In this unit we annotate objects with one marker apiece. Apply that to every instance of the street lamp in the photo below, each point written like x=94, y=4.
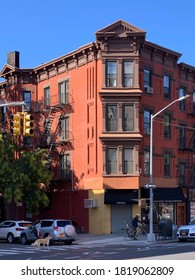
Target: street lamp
x=151, y=185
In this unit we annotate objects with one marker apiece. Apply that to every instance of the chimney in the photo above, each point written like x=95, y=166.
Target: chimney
x=13, y=59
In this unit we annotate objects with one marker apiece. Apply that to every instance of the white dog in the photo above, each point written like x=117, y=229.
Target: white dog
x=42, y=241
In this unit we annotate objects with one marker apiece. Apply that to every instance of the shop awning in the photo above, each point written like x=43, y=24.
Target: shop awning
x=131, y=196
x=121, y=197
x=165, y=194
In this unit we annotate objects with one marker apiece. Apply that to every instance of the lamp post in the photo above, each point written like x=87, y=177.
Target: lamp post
x=151, y=185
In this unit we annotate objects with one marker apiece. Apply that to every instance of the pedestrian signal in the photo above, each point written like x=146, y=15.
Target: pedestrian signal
x=15, y=127
x=28, y=125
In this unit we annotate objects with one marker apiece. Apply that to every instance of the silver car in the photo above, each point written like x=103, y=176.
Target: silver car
x=59, y=229
x=186, y=232
x=11, y=230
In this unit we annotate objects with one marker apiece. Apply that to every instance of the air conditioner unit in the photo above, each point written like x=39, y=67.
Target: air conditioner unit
x=90, y=203
x=148, y=89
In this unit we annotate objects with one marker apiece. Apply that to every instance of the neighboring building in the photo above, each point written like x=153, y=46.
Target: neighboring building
x=92, y=112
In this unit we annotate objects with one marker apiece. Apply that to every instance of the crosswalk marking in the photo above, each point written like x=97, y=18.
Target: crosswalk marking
x=32, y=250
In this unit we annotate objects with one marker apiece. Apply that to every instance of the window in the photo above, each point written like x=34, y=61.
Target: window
x=193, y=108
x=112, y=161
x=112, y=117
x=27, y=99
x=182, y=174
x=111, y=73
x=167, y=126
x=128, y=117
x=182, y=137
x=2, y=114
x=146, y=162
x=167, y=91
x=147, y=118
x=128, y=74
x=128, y=161
x=46, y=96
x=64, y=128
x=167, y=164
x=65, y=166
x=63, y=89
x=147, y=78
x=27, y=141
x=182, y=103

☆ ☆ ☆ ☆

TASK DIRECTIONS: Search the data for the string "above" and copy each line where it appears.

EXERCISE OUTPUT:
In this unit we annotate objects with one marker apiece. Apply that to every instance of the chimney in the photo above, each point written like x=95, y=166.
In this unit we annotate objects with one marker apiece. Apply that to every instance of the white dog in the photo above, each point written like x=117, y=229.
In this unit we annotate objects with one marker apiece. Apply that to every instance of the shop awning in the photo above, each point written like x=43, y=24.
In this unit we annotate objects with one marker apiece. Apply that to every instance of the lamp post in the photo above, each point written like x=87, y=177.
In this unit we annotate objects with one marker apiece. Apply that to every instance of the pedestrian signal in the photo above, each point written like x=146, y=15.
In this unit we annotate objects with one marker apiece. Apply that to every instance of the silver car in the photo above, each point written like x=103, y=176.
In this unit we annotate objects with one marker apiece. Apply that to every instance of the air conditioner unit in the photo above, each point written like x=39, y=67.
In this unit we annotate objects with one marker apiece. Apply that to every instance of the neighboring building in the photo above, each point written like x=153, y=46.
In this unit we annotate objects with one marker apiece. Apply that to every instance of the crosswalk marking in the photo above, each point written like x=97, y=18.
In this unit we annotate objects with one marker apiece. Apply that to every instance of the window in the photo above, each point written like x=34, y=61.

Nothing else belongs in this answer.